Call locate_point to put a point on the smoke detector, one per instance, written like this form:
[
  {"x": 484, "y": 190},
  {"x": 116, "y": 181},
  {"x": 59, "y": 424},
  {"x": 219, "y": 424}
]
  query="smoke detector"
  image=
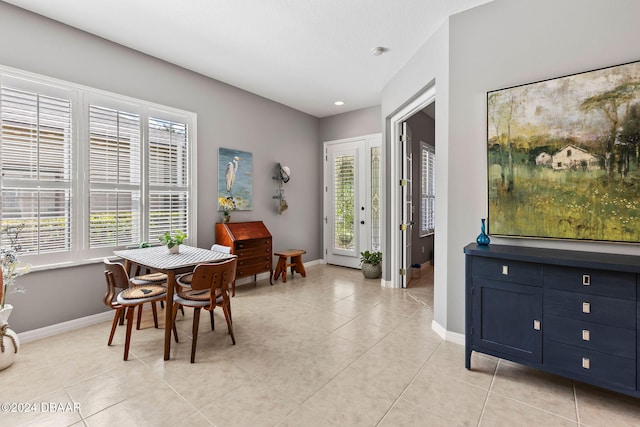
[{"x": 377, "y": 51}]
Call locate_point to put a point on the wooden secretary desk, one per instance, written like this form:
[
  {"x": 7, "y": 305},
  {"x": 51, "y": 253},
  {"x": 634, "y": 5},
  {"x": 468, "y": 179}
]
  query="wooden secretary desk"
[{"x": 252, "y": 243}]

◆ ◆ ◆ ◆ ◆

§ **EXERCISE INSTRUCTIONS**
Reproduce every line of the items above, requests included, and shift each x and y coordinate in the answers by -91, leaving the coordinates in the requests and their format samples unchanged. Omit the pictures.

§ **RESULT OF THIS TASK**
Call locate_point to put a point on the smoke detector, one per instance, written like this form:
[
  {"x": 484, "y": 190},
  {"x": 116, "y": 181},
  {"x": 59, "y": 424},
  {"x": 219, "y": 424}
]
  query="smoke detector"
  image=
[{"x": 286, "y": -40}]
Call locate_point to put a point on the wooden secretary desk, one per instance, written like this form:
[
  {"x": 7, "y": 305},
  {"x": 51, "y": 253},
  {"x": 634, "y": 5},
  {"x": 468, "y": 179}
]
  query="wooden secretary desk"
[{"x": 161, "y": 152}]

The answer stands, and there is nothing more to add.